Protocol of the Session on December 11, 2002

Für die Aktuelle Stunde liegen zwei Themen vor, und zwar erstens auf Antrag der Abgeordneten Dr. Kuhn, Frau Linnert und Fraktion Bündnis 90/Die Grünen:

Ulrich Mäurer Justizstaatsrat – wie lange noch?

Als zweites Thema wurde beantragt von den Abgeordneten Focke, Eckhoff und Fraktion der CDU:

Liberalisierung des Ladenschlusses – nicht auf halbem Wege stecken bleiben!

Hinsichtlich der Reihenfolge der Redner wird nach der Reihenfolge des Eingangs der Themen verfahren. – Ich stelle Einverständnis fest.

Dazu als Vertreter des Senats Bürgermeister Dr. Scherf, Frau Senatorin Röpke und Senator Hattig.

Die Beratung ist eröffnet.

Als erster Redner hat das Wort der Abgeordnete Dr. Kuhn.

Herr Präsident, meine Damen und Herren! Angesichts der wiederholten Äußerungen von Staatsrat Mäurer, deren Kern es war, eine dumme und ehrabschneidende Verbindungslinie herzustellen zwischen justizpolitischen Diskussionen unter Bremer Richtern und der Untergrabung der Weimarer Demokratie und der Beförderung des Nationalsozialismus durch konservativ-reaktionäre Richter, fragen die Bremer Grünen heute: Ulrich Mäurer Justizstaatsrat – wie lange noch?

* [Aufgabenziel]:
Nennen Sie anhand des Sitzungsprotokolls die Abgeordneten und die Fraktion, die das zweite Thema der Aktuellen Stunde beantragt haben.

* [Datensatzinhalt]:
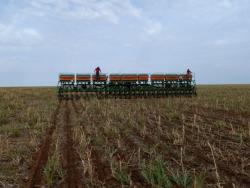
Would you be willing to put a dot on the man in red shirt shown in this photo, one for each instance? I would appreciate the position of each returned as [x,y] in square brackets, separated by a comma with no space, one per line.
[189,72]
[97,73]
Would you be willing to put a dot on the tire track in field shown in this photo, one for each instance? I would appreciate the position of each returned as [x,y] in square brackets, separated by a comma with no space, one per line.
[35,177]
[70,159]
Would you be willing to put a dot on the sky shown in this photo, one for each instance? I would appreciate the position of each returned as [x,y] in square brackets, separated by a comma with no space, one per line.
[41,38]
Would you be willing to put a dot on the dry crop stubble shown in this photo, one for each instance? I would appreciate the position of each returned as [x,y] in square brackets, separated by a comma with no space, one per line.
[122,142]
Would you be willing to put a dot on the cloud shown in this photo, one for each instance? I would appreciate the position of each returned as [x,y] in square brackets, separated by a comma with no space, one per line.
[109,10]
[13,36]
[113,11]
[153,28]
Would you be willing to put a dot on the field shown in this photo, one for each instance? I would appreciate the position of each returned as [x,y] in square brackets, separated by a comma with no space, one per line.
[162,142]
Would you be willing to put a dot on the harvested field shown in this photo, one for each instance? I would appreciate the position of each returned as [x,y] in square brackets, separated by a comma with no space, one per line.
[162,142]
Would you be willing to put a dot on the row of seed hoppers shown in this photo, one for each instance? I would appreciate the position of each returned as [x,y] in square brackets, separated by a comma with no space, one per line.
[125,85]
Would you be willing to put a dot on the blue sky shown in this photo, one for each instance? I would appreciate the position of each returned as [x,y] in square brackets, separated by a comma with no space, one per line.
[41,38]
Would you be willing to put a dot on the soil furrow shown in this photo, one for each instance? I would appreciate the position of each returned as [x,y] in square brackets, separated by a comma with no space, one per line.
[43,153]
[70,158]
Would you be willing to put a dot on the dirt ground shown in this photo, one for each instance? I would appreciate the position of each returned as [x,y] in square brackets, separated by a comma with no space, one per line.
[202,141]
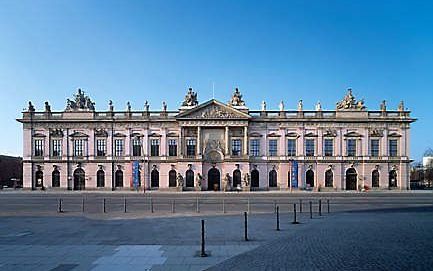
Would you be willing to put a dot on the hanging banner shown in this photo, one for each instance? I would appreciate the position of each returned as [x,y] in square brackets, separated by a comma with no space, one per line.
[135,174]
[294,174]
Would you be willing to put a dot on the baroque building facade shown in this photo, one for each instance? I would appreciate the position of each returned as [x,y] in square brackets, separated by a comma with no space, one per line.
[216,146]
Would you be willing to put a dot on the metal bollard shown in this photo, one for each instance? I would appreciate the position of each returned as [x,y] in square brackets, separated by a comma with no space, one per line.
[300,206]
[245,226]
[60,208]
[203,252]
[124,204]
[278,218]
[327,201]
[311,210]
[295,221]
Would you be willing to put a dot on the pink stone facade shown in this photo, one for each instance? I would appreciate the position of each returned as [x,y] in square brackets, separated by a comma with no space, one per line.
[80,148]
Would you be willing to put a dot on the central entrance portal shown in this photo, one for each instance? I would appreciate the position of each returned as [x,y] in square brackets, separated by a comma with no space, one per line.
[213,177]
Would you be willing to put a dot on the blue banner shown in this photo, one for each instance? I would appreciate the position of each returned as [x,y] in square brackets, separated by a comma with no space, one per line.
[294,174]
[135,174]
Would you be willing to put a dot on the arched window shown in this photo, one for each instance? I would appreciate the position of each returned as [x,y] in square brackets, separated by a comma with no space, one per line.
[118,177]
[39,176]
[255,179]
[100,178]
[392,178]
[375,178]
[55,180]
[273,178]
[79,179]
[329,178]
[154,178]
[189,175]
[309,178]
[172,178]
[236,178]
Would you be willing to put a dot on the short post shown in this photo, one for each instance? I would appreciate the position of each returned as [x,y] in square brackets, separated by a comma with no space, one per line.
[300,206]
[82,205]
[173,207]
[327,202]
[278,218]
[245,226]
[311,210]
[60,208]
[203,252]
[151,205]
[295,221]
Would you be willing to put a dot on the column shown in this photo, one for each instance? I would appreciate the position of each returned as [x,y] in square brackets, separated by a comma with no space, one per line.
[245,147]
[198,140]
[226,138]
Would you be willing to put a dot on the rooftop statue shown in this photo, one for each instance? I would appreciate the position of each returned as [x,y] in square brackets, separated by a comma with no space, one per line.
[236,99]
[350,103]
[190,98]
[81,102]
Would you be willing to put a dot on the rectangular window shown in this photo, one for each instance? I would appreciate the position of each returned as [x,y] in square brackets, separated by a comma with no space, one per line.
[172,147]
[328,147]
[154,147]
[309,147]
[393,149]
[56,148]
[101,147]
[273,147]
[255,147]
[374,147]
[118,147]
[291,147]
[78,147]
[351,147]
[236,147]
[136,147]
[39,147]
[190,147]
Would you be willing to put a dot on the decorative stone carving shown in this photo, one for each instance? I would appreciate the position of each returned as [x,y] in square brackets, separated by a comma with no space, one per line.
[190,98]
[236,99]
[350,103]
[81,102]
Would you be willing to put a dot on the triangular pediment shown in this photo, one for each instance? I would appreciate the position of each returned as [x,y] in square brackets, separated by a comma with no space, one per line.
[213,109]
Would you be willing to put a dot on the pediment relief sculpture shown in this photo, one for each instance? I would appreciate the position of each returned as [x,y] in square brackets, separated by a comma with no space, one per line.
[350,103]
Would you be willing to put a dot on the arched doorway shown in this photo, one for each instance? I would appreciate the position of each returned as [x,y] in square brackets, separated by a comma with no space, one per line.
[189,175]
[392,178]
[154,178]
[79,179]
[309,178]
[55,178]
[236,178]
[213,177]
[375,178]
[255,178]
[273,178]
[39,176]
[329,178]
[351,179]
[118,178]
[172,178]
[100,178]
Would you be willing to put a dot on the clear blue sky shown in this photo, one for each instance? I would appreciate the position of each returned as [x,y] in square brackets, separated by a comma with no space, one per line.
[154,50]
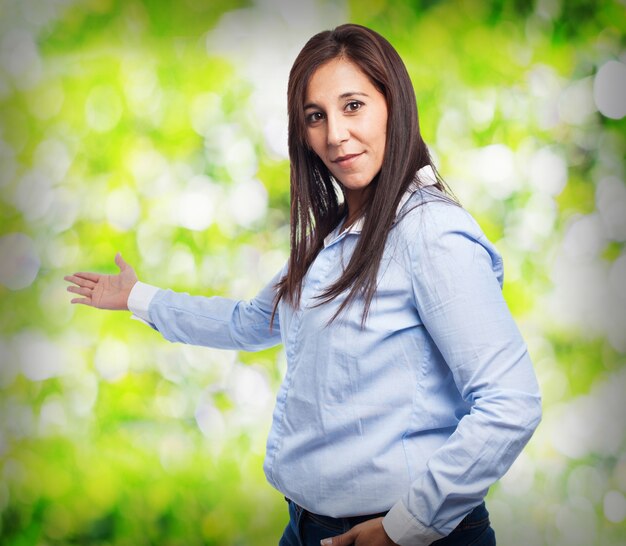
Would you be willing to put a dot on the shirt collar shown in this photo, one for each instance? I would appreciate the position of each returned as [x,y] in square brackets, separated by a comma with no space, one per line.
[425,176]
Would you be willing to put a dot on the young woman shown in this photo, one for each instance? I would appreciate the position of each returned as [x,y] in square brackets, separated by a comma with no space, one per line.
[409,390]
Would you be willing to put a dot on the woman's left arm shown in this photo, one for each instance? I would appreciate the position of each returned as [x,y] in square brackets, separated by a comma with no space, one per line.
[457,280]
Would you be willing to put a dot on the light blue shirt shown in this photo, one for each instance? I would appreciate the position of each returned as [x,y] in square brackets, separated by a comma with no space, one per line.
[418,413]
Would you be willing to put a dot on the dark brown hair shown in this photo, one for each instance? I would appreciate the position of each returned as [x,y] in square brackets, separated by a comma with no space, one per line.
[315,206]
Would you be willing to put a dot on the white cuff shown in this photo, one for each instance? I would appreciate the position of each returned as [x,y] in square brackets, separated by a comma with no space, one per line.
[139,300]
[405,530]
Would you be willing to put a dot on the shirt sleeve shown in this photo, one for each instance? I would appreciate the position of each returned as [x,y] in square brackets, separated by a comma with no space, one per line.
[217,322]
[457,278]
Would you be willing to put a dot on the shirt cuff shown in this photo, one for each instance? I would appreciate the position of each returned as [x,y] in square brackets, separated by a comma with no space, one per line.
[405,530]
[139,300]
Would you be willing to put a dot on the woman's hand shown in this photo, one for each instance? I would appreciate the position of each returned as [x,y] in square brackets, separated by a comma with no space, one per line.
[104,291]
[368,533]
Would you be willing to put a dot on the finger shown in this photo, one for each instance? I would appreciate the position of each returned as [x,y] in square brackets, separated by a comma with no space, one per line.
[79,290]
[80,281]
[86,275]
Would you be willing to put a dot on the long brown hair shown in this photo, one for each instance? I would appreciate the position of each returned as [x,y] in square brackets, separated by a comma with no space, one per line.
[315,206]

* [Lösung]:
Die Abgeordneten Focke und Eckhoff sowie die Fraktion der CDU.